• [EXERCISE] List each line of the entries below that contains the word "framed".

• [EXTRACTED MATERIAL]
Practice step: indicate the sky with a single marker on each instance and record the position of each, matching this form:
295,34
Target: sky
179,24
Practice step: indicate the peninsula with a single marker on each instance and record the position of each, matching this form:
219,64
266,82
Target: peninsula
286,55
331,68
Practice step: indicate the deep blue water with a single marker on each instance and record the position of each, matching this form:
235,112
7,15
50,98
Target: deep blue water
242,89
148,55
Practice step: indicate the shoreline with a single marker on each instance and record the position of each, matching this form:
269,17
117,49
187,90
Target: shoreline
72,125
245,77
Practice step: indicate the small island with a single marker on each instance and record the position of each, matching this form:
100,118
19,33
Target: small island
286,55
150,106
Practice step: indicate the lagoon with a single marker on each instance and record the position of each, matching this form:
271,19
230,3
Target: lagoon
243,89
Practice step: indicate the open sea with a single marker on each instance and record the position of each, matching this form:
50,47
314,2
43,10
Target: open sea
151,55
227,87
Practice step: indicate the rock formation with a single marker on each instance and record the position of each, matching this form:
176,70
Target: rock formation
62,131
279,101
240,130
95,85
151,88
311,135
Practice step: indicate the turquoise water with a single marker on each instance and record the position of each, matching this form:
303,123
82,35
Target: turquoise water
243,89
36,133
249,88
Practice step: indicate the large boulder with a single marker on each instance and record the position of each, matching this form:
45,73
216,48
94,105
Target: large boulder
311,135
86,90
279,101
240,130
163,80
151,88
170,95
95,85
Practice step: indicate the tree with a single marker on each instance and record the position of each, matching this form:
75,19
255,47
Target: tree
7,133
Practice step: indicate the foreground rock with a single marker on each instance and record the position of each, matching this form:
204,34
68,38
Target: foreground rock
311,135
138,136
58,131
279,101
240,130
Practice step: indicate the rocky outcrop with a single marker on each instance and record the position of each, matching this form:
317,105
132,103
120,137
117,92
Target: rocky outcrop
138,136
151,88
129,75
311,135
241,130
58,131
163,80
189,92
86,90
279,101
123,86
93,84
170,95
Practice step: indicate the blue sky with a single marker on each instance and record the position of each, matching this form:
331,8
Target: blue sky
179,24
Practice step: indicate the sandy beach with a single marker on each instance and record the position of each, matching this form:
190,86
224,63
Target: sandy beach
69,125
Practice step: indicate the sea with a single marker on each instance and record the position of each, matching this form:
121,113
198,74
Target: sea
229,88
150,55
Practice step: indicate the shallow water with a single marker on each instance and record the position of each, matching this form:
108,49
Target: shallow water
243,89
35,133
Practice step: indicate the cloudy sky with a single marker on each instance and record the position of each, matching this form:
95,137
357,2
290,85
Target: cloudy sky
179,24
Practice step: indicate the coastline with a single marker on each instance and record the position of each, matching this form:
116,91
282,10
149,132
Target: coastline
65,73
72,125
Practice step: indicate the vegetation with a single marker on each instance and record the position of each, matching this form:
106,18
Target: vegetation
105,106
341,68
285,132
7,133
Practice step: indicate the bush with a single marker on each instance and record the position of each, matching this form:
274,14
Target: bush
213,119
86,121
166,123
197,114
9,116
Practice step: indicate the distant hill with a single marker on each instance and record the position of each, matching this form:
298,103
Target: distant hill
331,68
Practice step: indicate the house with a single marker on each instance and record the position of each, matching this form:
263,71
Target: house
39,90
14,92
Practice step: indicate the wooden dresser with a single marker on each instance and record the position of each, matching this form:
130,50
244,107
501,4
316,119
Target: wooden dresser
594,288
--
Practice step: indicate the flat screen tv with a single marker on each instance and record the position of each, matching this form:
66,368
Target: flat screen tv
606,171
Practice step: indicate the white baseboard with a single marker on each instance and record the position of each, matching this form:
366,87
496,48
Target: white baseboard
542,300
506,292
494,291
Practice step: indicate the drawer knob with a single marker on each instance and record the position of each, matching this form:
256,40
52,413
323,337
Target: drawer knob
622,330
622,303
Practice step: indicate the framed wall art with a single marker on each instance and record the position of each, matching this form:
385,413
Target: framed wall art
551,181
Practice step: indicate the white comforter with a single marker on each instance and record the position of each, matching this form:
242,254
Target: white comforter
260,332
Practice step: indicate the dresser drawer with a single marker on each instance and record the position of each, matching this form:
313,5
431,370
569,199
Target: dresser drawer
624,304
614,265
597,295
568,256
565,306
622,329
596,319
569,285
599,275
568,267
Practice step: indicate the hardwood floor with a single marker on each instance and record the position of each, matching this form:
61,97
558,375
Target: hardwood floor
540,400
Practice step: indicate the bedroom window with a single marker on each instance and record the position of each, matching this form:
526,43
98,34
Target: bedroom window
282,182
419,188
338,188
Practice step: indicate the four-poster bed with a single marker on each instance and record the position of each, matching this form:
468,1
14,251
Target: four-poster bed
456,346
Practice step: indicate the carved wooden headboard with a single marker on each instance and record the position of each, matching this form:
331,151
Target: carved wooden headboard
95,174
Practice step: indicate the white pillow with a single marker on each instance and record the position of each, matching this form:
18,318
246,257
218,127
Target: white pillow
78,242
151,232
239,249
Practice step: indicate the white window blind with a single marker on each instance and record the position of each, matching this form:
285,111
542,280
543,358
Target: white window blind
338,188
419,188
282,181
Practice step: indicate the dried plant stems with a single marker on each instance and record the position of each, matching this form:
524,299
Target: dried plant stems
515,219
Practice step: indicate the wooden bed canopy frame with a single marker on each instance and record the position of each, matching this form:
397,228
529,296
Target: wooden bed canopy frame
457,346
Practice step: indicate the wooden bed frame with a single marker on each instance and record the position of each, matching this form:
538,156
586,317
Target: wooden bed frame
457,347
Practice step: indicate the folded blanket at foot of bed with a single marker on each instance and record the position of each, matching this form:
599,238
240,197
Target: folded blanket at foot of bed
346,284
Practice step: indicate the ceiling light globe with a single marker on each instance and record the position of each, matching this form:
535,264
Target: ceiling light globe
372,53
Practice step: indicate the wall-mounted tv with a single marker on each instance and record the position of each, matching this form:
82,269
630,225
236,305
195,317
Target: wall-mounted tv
* * *
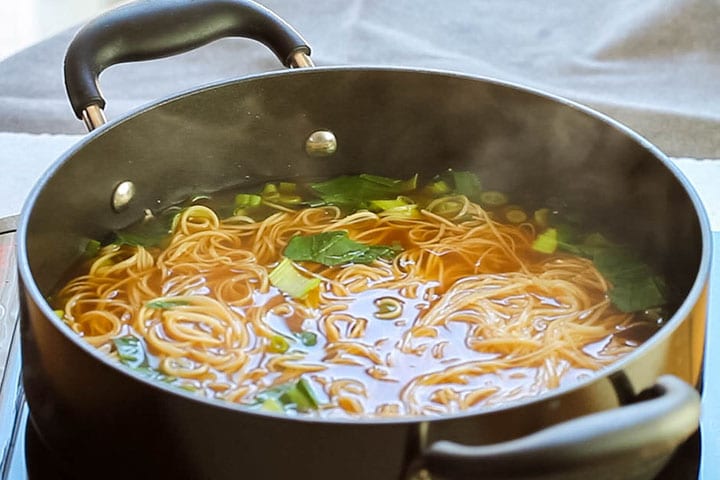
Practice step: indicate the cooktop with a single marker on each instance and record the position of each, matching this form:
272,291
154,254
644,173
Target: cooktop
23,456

• [CORRECT RESPONSE]
Practice step: indicate the framed wall art with a single marker on each instance and record the position of each, matching this form:
Target: framed wall art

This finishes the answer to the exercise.